→ Material provided:
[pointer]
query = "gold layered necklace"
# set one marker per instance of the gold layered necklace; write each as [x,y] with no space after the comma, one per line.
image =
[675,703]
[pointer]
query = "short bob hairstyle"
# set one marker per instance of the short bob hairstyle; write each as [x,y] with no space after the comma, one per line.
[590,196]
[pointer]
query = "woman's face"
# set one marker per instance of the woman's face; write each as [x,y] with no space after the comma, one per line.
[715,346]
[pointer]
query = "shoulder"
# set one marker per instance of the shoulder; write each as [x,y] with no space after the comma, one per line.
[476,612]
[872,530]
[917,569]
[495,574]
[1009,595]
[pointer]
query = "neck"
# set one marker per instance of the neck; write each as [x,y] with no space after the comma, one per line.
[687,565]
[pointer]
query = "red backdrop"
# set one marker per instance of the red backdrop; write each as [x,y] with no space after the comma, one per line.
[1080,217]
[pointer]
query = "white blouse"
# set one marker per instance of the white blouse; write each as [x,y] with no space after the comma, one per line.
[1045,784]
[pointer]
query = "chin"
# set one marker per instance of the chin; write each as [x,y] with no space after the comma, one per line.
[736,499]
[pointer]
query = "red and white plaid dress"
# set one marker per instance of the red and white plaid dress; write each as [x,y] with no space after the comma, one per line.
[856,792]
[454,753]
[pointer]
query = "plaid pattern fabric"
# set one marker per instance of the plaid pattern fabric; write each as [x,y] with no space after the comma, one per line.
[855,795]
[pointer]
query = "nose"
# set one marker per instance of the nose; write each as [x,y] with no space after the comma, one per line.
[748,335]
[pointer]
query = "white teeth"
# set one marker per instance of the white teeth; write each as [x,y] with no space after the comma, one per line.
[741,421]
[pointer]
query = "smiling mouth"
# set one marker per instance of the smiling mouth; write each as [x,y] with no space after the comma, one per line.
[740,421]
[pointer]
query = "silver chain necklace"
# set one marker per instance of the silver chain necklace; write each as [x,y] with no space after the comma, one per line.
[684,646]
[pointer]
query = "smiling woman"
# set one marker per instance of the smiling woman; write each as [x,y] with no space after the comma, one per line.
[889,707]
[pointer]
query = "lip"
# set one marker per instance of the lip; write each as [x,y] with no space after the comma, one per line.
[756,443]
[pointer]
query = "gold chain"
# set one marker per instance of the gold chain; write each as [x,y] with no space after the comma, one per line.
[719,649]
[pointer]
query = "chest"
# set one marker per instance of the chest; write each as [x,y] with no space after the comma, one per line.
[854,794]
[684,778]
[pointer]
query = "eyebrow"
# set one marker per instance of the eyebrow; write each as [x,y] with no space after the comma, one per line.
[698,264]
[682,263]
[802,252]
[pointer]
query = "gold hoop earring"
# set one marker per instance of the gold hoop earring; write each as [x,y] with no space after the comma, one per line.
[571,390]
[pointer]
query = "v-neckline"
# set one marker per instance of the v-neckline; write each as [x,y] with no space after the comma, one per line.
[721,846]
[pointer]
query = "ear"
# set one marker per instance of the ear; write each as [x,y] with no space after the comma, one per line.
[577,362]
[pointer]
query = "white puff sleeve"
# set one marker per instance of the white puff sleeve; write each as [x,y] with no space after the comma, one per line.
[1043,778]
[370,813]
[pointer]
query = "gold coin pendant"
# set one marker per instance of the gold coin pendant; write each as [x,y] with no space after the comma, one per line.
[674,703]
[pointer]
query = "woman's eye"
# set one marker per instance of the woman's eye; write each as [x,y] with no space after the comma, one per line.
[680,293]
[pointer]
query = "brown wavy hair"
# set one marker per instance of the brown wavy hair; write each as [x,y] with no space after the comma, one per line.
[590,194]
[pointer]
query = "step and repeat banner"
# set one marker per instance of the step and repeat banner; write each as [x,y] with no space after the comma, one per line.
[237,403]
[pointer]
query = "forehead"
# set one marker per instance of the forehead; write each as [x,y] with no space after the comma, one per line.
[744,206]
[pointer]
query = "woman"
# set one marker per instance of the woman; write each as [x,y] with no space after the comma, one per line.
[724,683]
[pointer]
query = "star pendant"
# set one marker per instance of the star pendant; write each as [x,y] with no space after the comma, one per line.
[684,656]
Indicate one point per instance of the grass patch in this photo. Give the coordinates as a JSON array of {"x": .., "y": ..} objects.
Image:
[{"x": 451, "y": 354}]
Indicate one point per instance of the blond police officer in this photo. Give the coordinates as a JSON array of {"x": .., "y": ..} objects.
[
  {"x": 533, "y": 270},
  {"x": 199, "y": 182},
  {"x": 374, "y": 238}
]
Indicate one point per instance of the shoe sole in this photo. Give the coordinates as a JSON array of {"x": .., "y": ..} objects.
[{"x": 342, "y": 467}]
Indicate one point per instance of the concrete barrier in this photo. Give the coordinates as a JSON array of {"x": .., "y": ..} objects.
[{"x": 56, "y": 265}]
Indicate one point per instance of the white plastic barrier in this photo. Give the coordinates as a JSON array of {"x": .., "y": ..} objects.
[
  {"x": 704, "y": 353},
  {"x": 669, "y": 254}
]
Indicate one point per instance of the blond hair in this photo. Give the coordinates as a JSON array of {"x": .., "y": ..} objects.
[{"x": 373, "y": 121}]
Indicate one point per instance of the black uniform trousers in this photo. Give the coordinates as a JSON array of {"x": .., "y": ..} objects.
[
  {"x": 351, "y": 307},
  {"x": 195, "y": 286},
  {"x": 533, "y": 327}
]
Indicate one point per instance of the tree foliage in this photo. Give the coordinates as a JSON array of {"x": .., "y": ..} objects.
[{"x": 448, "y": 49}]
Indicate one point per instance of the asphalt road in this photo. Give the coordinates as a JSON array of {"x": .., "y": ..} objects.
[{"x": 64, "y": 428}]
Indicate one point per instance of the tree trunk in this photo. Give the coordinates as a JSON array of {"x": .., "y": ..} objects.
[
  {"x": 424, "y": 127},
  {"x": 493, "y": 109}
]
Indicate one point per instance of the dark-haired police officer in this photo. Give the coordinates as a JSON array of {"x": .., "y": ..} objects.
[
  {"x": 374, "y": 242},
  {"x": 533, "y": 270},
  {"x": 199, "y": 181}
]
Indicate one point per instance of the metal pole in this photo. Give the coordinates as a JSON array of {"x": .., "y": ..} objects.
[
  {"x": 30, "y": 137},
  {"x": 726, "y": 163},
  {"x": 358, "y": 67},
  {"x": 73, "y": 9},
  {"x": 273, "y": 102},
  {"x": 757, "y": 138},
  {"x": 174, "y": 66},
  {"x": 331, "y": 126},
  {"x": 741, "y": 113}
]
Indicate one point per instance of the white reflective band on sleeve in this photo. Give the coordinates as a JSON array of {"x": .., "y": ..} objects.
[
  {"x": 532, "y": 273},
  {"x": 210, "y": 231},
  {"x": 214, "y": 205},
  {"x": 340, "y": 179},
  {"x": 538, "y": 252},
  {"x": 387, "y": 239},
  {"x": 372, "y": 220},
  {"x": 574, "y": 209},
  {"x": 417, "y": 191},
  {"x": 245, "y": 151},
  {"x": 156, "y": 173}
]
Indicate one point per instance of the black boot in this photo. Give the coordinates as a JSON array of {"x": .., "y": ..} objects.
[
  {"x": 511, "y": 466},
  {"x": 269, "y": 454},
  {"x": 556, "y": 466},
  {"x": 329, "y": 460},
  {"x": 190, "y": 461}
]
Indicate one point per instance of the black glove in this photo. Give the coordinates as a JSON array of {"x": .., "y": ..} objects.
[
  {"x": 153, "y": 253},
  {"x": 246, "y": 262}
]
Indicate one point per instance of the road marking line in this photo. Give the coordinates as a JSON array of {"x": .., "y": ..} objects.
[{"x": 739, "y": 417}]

→ Task objective: The whole block of entries above should be repeated exactly.

→ Output for this exercise:
[pointer]
query = "gold layered necklace"
# set one marker per instance of the gold layered necklace; write each as [x,y] with no space after the comma, one per line.
image =
[675,703]
[pointer]
query = "short bob hairstyle"
# set one marker per instance of the short bob hairstyle; write each as [x,y] with no space after the comma, one per line.
[590,196]
[pointer]
query = "woman's face"
# set one marker per instance of the woman's face; write each as [x,y] with no space after the comma, one per line.
[715,346]
[pointer]
query = "shoulder"
# set one marker per instance of the shoulder; write each as [x,y] with no space after the comma, one per line.
[476,612]
[872,530]
[917,569]
[495,574]
[1009,595]
[pointer]
query = "neck"
# set one marker per instance of the neck; write each as [x,y] with no space after the comma, one per line.
[687,565]
[pointer]
query = "red backdrop"
# set one marker per instance of the red backdrop; write each as [x,y] with no space after the comma, one per line.
[1080,217]
[pointer]
query = "white blouse"
# set one marker per instance of the white blouse; write each as [x,y] with no space after the comma, one per line.
[1045,784]
[pointer]
query = "chin"
# set one marker per instance of the chin; write each as [x,y] with no space after the comma, one per line.
[736,499]
[pointer]
query = "red and white plaid dress"
# set one marker per instance of the red and white plaid dress; write each as [x,y] with no space after the comma, one per line.
[856,792]
[454,753]
[pointer]
query = "plaid pattern fabric"
# set one marker per instance of the plaid pattern fabric; write each as [x,y] with no space after the comma, one per line.
[855,795]
[pointer]
query = "nose"
# set one marker per instance of the nose; write each as [x,y] with no space after the comma, one per line.
[748,335]
[pointer]
query = "white teeth"
# set one marker per instance of the white teeth; write each as [x,y] with no space after the comma, one per line.
[741,421]
[pointer]
query = "smiling mouth"
# set one marker per instance of the smiling mouth; write each as [x,y] with no space after the comma, one per line.
[740,421]
[pointer]
query = "silver chain necklace"
# set one marker per instance of the silver chain necklace; write each as [x,y] with no space after the comma, one per line.
[684,646]
[pointer]
query = "smiling woman"
# set one marker per instance of the smiling woman; write each as [x,y] with no space after the comma, one per line.
[889,707]
[pointer]
query = "lip"
# set one marker per instance of the lip; write each as [x,y] with no space after the comma, one per line.
[756,443]
[pointer]
query = "gold chain"
# set one marker per instance of the gold chain; write each as [x,y] with no space after the comma, one per line.
[719,649]
[pointer]
query = "chest"
# set one marker per instance of the chest; write each as [x,y] with no space after the comma, one per line.
[854,794]
[684,778]
[pointer]
query = "eyebrow"
# set one marker per instance of the eyebrow; write each as [x,y] with no space after the comma, one per line.
[698,264]
[682,263]
[802,252]
[pointer]
query = "gold hoop earring"
# set one marker per instance of the gold hoop earring; write each as [x,y] with no space after the comma, one per line.
[571,390]
[pointer]
query = "v-neckline"
# set one marker per instance of the v-neckline; write each as [x,y] with no space after the comma, one per line.
[721,846]
[pointer]
query = "ear"
# set one marker per instance of the ear; write each as [x,y] with no space after the comma, one per line.
[577,362]
[pointer]
query = "white puff sleeve"
# set one marker per instance of the white puff sleeve; write each as [x,y] with no space after the comma, one per line.
[1043,778]
[370,813]
[pointer]
query = "gold coin pendant"
# set one marker per instance of the gold coin pendant; write each as [x,y] with no space after the comma, one per line.
[674,703]
[pointer]
query = "woman's eye"
# set one marker per instance of the woman's eye; write each as [x,y] with no space after the comma, one per line.
[680,293]
[pointer]
query = "brown wavy hair"
# set one marker per instance of the brown wavy hair; write each as [x,y] with no space after the comma, one per line.
[590,194]
[pointer]
query = "step and repeat banner"
# set one marker per instance of the step and repeat banner; write each as [x,y] with no space after the comma, one per line.
[237,403]
[pointer]
query = "forehead"
# set one marker per instance of the forehead; write each as [x,y] with no space after the comma, one per line.
[744,206]
[pointer]
query = "woman"
# set one marker per instance of the woman; write each as [x,y] with no space after the comma, one per line.
[724,683]
[pointer]
query = "star pendant"
# set one marker per instance of the star pendant; write each as [x,y] with no space after the comma, one per line.
[684,656]
Indicate one point per instance of the grass patch in this photo. Give the coordinates as a JSON array of {"x": .., "y": ..} objects.
Image:
[{"x": 451, "y": 354}]
Indicate one point per instance of the blond police officer in this photo. Give the coordinates as a JSON array of {"x": .., "y": ..} objects.
[
  {"x": 533, "y": 270},
  {"x": 199, "y": 182},
  {"x": 374, "y": 238}
]
Indicate one point per instance of the shoe sole in this photo. Give the coordinates as a JSON array of {"x": .., "y": ..} objects.
[{"x": 342, "y": 467}]
Indicate one point per instance of the concrete barrier in this photo. Give the coordinates as a JSON array of {"x": .., "y": ..} objects.
[{"x": 56, "y": 265}]
Indicate one point per instance of the white plastic barrier in this photo. Give the coordinates as a JSON array of {"x": .., "y": ..} objects.
[
  {"x": 704, "y": 353},
  {"x": 669, "y": 254}
]
Indicate one point per instance of the blond hair in this photo. Give the coordinates as a JSON array of {"x": .., "y": ..} objects.
[{"x": 373, "y": 121}]
Indicate one point per instance of the black uniform trousers in this photo. Give the coordinates as a JSON array of {"x": .., "y": ..} objects.
[
  {"x": 351, "y": 307},
  {"x": 195, "y": 286},
  {"x": 533, "y": 327}
]
Indicate one point per instance of the tree foliage in this photo. Give the coordinates as a JSON array of {"x": .., "y": ..} objects.
[{"x": 448, "y": 49}]
Indicate one point per instance of the asphalt road in this photo. Give the coordinates as a JSON array of {"x": .., "y": ..} objects.
[{"x": 64, "y": 428}]
Indicate one point per instance of the tree trunk in this photo. Give the coordinates as a JSON array of {"x": .., "y": ..} objects.
[
  {"x": 424, "y": 127},
  {"x": 493, "y": 109}
]
Indicate one point per instance of the dark-haired police officer in this photo. Give the coordinates as a JSON array of {"x": .., "y": ..} objects.
[
  {"x": 374, "y": 242},
  {"x": 533, "y": 270},
  {"x": 199, "y": 181}
]
Indicate one point per instance of the metal pole in this photo. Give the coordinates as a JSON array of {"x": .., "y": ..} objects.
[
  {"x": 30, "y": 137},
  {"x": 726, "y": 163},
  {"x": 358, "y": 67},
  {"x": 73, "y": 9},
  {"x": 273, "y": 102},
  {"x": 757, "y": 138},
  {"x": 174, "y": 66},
  {"x": 331, "y": 126},
  {"x": 741, "y": 113}
]
Indicate one point per instance of the white reflective band on sleeve in this photo. Give the coordinates as a JSON array of {"x": .., "y": ..} objects.
[
  {"x": 532, "y": 273},
  {"x": 210, "y": 231},
  {"x": 214, "y": 205},
  {"x": 340, "y": 179},
  {"x": 538, "y": 252},
  {"x": 387, "y": 239},
  {"x": 372, "y": 220},
  {"x": 574, "y": 209},
  {"x": 417, "y": 191},
  {"x": 245, "y": 151},
  {"x": 156, "y": 173}
]
Indicate one point per instance of the black boot in this photo. Give the coordinates as a JSON array of {"x": .., "y": ..} objects.
[
  {"x": 511, "y": 466},
  {"x": 269, "y": 454},
  {"x": 556, "y": 466},
  {"x": 329, "y": 460},
  {"x": 190, "y": 461}
]
Indicate one point per instance of the black glove in this photo. Give the coordinates as a JSON array of {"x": .., "y": ..} objects.
[
  {"x": 153, "y": 253},
  {"x": 246, "y": 262}
]
Indicate one point per instance of the road marking line in this photo. Give the coordinates as a JSON array of {"x": .., "y": ..} objects.
[{"x": 739, "y": 417}]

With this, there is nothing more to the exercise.